■ **Written instruction**
Only those lines running from the line that contains "baby's head, once" through the end of the material are to be written out, each exactly as shown.

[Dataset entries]
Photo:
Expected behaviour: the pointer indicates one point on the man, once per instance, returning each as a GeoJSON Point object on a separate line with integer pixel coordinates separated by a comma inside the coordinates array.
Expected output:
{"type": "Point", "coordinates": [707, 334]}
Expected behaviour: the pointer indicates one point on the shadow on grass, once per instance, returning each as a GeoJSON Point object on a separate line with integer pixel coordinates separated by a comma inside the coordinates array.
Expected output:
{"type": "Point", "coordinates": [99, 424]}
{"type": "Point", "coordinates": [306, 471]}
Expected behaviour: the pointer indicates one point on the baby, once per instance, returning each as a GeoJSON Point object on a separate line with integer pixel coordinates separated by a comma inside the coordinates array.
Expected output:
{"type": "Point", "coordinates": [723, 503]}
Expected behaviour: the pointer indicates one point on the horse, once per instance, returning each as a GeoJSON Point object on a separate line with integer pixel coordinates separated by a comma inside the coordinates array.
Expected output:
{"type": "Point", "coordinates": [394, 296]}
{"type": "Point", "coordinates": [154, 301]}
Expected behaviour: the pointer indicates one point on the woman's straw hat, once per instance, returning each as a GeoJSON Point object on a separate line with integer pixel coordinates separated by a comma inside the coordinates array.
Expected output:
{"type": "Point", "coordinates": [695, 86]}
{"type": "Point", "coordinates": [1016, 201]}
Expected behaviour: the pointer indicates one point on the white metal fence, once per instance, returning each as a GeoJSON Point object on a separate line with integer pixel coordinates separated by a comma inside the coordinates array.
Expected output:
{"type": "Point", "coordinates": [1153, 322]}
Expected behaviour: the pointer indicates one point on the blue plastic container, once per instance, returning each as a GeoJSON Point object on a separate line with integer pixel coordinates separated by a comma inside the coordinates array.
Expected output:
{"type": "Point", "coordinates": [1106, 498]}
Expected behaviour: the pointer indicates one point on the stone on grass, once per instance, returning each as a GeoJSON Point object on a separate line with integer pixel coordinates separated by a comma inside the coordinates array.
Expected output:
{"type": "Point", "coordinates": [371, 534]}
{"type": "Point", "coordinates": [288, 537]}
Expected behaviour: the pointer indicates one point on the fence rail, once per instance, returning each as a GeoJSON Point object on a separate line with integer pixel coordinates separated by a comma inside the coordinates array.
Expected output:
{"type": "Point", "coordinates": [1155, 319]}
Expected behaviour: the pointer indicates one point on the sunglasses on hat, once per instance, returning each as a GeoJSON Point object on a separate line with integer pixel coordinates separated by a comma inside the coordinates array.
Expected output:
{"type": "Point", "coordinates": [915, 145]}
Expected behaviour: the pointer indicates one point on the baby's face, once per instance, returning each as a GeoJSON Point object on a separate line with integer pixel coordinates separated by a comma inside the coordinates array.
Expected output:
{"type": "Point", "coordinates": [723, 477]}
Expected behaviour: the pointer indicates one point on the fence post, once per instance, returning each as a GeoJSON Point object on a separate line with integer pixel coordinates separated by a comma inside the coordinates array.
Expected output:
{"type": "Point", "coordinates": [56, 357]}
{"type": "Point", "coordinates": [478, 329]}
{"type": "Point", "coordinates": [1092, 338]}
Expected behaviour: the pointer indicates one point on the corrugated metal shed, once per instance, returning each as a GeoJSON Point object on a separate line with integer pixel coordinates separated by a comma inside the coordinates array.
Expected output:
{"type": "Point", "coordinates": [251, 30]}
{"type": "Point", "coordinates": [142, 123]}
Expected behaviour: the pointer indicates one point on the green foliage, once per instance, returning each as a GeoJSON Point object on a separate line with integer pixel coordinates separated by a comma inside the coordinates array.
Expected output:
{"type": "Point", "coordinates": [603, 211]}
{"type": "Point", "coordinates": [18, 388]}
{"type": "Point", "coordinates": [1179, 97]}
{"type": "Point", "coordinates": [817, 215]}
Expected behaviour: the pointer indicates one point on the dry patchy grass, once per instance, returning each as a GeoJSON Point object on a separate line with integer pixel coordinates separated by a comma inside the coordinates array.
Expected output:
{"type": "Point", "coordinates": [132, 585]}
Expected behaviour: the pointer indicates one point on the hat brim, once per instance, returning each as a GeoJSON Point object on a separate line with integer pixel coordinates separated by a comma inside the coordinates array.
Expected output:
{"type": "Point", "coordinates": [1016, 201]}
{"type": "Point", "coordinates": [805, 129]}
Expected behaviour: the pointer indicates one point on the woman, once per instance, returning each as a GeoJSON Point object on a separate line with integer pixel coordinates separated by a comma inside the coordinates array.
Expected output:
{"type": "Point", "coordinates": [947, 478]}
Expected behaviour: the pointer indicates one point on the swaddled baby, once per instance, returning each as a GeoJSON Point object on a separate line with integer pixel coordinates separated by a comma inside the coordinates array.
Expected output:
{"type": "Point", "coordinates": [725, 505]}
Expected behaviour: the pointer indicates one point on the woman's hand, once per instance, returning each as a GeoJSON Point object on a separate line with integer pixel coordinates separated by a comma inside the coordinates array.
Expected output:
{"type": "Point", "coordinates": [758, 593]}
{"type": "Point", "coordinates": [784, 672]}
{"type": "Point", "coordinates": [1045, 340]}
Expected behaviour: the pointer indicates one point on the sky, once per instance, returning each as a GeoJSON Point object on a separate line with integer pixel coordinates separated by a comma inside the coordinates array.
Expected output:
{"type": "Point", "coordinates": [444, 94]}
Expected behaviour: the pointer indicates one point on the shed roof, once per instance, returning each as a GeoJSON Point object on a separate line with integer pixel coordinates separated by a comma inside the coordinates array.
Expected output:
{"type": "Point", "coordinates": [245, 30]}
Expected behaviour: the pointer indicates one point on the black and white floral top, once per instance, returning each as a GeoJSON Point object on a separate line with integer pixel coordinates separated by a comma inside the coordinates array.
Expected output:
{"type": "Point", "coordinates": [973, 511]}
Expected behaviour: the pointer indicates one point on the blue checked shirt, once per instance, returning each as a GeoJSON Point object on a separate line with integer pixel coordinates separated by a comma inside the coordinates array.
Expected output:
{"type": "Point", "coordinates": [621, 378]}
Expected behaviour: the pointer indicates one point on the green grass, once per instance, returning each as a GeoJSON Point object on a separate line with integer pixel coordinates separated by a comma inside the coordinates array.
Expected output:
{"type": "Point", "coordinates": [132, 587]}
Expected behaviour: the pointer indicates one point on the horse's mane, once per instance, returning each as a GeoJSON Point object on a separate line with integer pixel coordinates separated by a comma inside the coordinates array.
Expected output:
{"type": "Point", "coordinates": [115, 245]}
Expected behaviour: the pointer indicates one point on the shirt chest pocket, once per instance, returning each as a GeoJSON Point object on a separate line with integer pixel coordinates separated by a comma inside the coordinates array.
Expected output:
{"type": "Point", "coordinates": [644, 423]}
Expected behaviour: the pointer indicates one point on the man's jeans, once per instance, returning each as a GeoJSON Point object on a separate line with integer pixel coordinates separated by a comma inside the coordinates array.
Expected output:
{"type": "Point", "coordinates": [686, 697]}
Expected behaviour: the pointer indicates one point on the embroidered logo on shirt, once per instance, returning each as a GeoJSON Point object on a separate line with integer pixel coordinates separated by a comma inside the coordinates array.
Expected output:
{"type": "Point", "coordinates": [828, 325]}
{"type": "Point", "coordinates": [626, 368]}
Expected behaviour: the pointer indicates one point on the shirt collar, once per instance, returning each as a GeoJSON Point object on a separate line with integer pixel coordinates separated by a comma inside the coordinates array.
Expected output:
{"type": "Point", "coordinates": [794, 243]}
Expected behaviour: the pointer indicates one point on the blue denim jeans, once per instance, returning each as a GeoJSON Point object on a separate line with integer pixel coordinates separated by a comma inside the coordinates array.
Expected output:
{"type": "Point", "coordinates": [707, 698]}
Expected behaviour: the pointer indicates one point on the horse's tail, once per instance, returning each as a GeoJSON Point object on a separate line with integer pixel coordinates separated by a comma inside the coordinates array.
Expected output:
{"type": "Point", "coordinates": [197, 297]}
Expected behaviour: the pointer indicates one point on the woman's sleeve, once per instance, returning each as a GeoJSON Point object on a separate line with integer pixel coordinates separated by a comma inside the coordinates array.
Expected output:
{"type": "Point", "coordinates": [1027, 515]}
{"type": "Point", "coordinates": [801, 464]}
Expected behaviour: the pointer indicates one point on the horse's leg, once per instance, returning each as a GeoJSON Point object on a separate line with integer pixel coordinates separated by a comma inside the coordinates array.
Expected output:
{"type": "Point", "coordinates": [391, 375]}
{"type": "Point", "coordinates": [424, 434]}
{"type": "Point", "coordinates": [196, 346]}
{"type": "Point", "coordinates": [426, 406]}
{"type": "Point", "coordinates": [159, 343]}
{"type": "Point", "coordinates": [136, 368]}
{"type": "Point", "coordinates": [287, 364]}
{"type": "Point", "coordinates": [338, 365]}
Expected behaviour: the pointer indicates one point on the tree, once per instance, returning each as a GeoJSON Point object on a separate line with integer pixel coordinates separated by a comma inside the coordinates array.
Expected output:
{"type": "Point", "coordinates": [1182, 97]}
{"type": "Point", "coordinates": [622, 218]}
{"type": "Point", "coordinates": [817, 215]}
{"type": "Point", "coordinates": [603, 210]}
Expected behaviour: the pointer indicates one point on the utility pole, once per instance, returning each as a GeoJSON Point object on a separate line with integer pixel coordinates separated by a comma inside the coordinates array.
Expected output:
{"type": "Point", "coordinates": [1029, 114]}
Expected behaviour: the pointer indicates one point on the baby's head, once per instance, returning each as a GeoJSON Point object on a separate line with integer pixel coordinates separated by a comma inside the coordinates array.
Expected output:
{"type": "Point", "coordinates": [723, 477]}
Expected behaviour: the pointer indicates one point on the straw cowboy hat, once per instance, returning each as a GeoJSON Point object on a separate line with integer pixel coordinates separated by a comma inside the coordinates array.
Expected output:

■ **Answer to this problem**
Expected behaviour: the pointer indicates one point on the baby's head, once per instance, returning each as a GeoJSON Point object on a separate line with integer pixel coordinates separated by a comma inside the coordinates array.
Expected output:
{"type": "Point", "coordinates": [723, 477]}
Expected behaviour: the pointer indicates one point on the straw cowboy hat, once per instance, returning each as a GeoJSON Point object on a separate line with integer pixel coordinates separated by a comma inside the coordinates array.
Expected output:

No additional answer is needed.